----- Extrait -----

C’est une photo choc, bouleversante et troublante. Elle interroge sur le drame silencieux des migrants, mais aussi sur la ré-interprétation du réel par un artiste.
L’Organisation internationale pour les migrations (OIM) recensait pour la période 2014 – 2018 plus de 17.000 migrants morts ou disparus en Méditerranée. Un chiffre effrayant, illustré par quelques images de photo-reporters – ou de migrants eux-mêmes – qui ont fait le tour du net.
Saan, le photographe d’origine gabonaise, revendique depuis qu’il a découvert la photo un statut d’artiste. Au travers de ses divers projets, il veut aussi, comme un citoyen du monde, témoigner.

-----

## Tâches à réaliser
1. Recopiez à l'identique le passage de l'extrait sur la photo de migrants, de "C’est une photo" à "par un artiste.".
2. Selon l'extrait sur la photo de migrants, combien de migrants morts ou disparus en Méditerranée l'OIM a-t-elle recensés pour la période 2014 – 2018 ?
3. Rédigez la suite de l'extrait sur la photo de migrants, à partir de sa dernière phrase.
Aucune des lignes qui suivent n'est nécessaire.

----- Données disponibles -----

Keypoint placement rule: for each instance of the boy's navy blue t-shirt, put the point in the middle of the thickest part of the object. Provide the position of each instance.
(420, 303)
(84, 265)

-----

## Réponses par tâche
1.
C’est une photo choc, bouleversante et troublante. Elle interroge sur le drame silencieux des migrants, mais aussi sur la ré-interprétation du réel par un artiste.

2. Plus de 17.000.

3.
Africain, il se saisit du drame de ces migrants qui ne survivent pas à des traversées à hauts risques et choisit de le mettre en scène, synthétisant en quelques clichés tout ce qu’il a pu voir, lire et ressentir sur la question. Il vit aujourd’hui en France et c’est sur une plage de Deauville qu’il organise la réalisation millimétrée de sa série O’ndzia (« Celui qui vient d’ailleurs« , dans son dialecte natal téké).
L’image est terrible, le spectateur ne sait pas forcément qu’il s’agit d’une reconstitution.
On peut questionner cet accaparement du réel, le mettre en cause. On doit surtout entendre l’artiste Saan s’en expliquer dans cette Photo Parlée, lui-même fut migrant (certes, dans d’autres conditions). Il n’est pas photo-reporter, c’est un artiste-rapporteur. Combien d’autres artistes avant lui se sont emparé du réel pour le faire comprendre autrement.
L’image est saisissante, elle est essentielle.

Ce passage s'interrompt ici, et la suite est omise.